[Pointing dataset excerpts]

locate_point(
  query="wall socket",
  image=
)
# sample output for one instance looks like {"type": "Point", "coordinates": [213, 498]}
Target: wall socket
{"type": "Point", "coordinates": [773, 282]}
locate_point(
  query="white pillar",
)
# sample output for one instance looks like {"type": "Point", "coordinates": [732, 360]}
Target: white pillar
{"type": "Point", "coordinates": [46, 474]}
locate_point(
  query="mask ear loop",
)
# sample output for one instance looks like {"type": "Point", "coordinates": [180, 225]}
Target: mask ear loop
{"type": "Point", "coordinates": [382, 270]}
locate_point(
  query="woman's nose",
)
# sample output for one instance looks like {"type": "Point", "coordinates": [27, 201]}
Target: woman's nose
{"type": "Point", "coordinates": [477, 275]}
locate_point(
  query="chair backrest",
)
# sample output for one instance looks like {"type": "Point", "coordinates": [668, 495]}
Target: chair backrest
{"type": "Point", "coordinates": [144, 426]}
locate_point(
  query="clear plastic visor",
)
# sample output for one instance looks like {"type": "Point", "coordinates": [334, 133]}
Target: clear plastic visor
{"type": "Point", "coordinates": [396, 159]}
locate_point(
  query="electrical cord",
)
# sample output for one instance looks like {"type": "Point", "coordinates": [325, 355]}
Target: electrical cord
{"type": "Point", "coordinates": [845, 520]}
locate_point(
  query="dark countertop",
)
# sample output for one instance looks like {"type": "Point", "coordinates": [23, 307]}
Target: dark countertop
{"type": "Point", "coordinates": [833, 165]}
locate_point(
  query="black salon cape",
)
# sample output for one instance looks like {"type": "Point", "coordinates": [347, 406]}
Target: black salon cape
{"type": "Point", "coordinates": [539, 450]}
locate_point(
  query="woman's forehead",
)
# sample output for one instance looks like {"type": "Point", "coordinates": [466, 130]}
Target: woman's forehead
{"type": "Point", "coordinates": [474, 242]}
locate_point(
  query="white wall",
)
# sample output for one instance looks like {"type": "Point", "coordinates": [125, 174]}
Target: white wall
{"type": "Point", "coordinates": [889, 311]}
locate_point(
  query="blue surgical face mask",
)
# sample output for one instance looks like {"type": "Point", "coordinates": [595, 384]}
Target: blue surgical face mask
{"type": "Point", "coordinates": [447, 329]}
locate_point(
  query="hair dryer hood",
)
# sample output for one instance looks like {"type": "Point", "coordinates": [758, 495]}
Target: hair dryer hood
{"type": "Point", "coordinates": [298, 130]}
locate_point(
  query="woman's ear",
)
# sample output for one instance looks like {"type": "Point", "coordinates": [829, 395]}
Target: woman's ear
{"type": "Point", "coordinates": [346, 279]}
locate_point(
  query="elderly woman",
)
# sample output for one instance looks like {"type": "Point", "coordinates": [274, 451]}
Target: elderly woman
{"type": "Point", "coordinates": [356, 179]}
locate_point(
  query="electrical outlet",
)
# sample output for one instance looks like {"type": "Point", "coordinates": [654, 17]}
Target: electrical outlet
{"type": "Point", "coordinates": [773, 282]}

> **Short exercise**: Transcribe each entry precisely, missing none.

> **Result for this exercise**:
locate_point(
  query="wall socket",
  image=
)
# sample output for one instance looks like {"type": "Point", "coordinates": [213, 498]}
Target: wall socket
{"type": "Point", "coordinates": [773, 282]}
locate_point(
  query="white pillar",
)
# sample output for one instance looks like {"type": "Point", "coordinates": [732, 360]}
Target: white pillar
{"type": "Point", "coordinates": [46, 474]}
locate_point(
  query="mask ear loop",
)
# sample output for one instance looks like {"type": "Point", "coordinates": [180, 225]}
Target: mask ear loop
{"type": "Point", "coordinates": [382, 270]}
locate_point(
  query="woman's nose",
)
# sample output for one instance looks like {"type": "Point", "coordinates": [27, 201]}
Target: woman's nose
{"type": "Point", "coordinates": [477, 275]}
locate_point(
  query="chair backrest",
)
# sample output for one instance looks like {"type": "Point", "coordinates": [668, 495]}
Target: chair backrest
{"type": "Point", "coordinates": [144, 426]}
locate_point(
  query="clear plastic visor",
)
# sample output for one instance looks like {"type": "Point", "coordinates": [334, 133]}
Target: clear plastic visor
{"type": "Point", "coordinates": [396, 159]}
locate_point(
  query="electrical cord",
)
# sample output for one instance looks like {"type": "Point", "coordinates": [325, 355]}
Target: electrical cord
{"type": "Point", "coordinates": [845, 520]}
locate_point(
  query="dark countertop",
)
# sample output for one instance looks like {"type": "Point", "coordinates": [23, 307]}
Target: dark countertop
{"type": "Point", "coordinates": [833, 165]}
locate_point(
  query="black salon cape",
)
# sample output for one instance looks like {"type": "Point", "coordinates": [347, 406]}
Target: black salon cape
{"type": "Point", "coordinates": [539, 450]}
locate_point(
  query="woman's forehead",
)
# sample output for one instance looks like {"type": "Point", "coordinates": [466, 130]}
Target: woman's forehead
{"type": "Point", "coordinates": [474, 242]}
locate_point(
  query="white wall",
)
# sample output for one instance looks like {"type": "Point", "coordinates": [125, 174]}
Target: white wall
{"type": "Point", "coordinates": [889, 311]}
locate_point(
  query="blue surgical face mask",
)
# sample output for one instance looks like {"type": "Point", "coordinates": [595, 384]}
Target: blue surgical face mask
{"type": "Point", "coordinates": [447, 329]}
locate_point(
  query="hair dryer hood",
)
# sample output for one instance looks like {"type": "Point", "coordinates": [758, 495]}
Target: hair dryer hood
{"type": "Point", "coordinates": [298, 130]}
locate_point(
  query="woman's ear",
)
# sample output for one instance looks like {"type": "Point", "coordinates": [829, 395]}
Target: woman's ear
{"type": "Point", "coordinates": [346, 279]}
locate_point(
  query="elderly woman",
)
# sample output for one instance looks like {"type": "Point", "coordinates": [274, 451]}
Target: elderly woman
{"type": "Point", "coordinates": [356, 179]}
locate_point(
  query="electrical outlet",
)
# sample output for one instance looks like {"type": "Point", "coordinates": [654, 17]}
Target: electrical outlet
{"type": "Point", "coordinates": [773, 282]}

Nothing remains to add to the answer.